→ **Data records**:
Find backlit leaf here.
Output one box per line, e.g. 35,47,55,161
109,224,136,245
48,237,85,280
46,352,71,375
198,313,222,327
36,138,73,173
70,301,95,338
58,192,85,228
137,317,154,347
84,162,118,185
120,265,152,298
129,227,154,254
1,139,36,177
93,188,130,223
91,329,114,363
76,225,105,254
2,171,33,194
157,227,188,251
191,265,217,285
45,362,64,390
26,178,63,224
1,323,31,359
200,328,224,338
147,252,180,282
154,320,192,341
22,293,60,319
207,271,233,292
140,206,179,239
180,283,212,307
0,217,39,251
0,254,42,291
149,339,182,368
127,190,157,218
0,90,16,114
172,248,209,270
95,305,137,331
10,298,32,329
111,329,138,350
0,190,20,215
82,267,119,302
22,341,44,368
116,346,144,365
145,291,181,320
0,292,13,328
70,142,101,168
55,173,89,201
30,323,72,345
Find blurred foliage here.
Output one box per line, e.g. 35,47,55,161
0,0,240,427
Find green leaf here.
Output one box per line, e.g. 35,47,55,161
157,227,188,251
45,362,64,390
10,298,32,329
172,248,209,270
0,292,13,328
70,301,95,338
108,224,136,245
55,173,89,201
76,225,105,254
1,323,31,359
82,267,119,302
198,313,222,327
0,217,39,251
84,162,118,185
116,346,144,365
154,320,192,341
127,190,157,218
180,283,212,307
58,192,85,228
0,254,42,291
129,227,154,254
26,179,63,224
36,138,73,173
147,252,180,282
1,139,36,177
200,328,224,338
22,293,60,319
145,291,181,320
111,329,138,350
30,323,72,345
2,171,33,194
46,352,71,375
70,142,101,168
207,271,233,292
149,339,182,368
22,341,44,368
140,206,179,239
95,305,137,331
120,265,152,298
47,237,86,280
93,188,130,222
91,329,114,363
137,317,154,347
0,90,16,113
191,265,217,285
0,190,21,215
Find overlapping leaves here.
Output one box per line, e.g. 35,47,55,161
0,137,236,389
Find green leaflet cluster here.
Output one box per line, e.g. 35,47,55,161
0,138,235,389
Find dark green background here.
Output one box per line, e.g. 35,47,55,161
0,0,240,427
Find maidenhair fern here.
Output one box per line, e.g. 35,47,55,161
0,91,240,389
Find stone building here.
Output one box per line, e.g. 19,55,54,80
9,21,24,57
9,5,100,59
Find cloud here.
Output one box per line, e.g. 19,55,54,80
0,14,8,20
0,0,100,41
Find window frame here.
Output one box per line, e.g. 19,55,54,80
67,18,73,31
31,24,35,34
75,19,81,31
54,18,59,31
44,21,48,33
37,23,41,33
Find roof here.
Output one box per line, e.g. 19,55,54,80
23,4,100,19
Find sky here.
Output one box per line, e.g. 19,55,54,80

→ **What you will do**:
Write out the stretch from the start of the items through the line containing "93,188,130,223", swapping "backlit" for "sunlit" and leaving everything else as it is.

→ **Exercise result**:
Find sunlit leaf here.
Output one box per line, e.g. 35,47,55,161
109,224,136,245
48,237,85,280
46,352,71,375
198,313,222,327
36,138,73,173
70,301,95,338
58,192,85,228
137,317,154,347
84,162,118,185
120,265,152,298
129,227,154,254
1,139,36,177
93,188,130,223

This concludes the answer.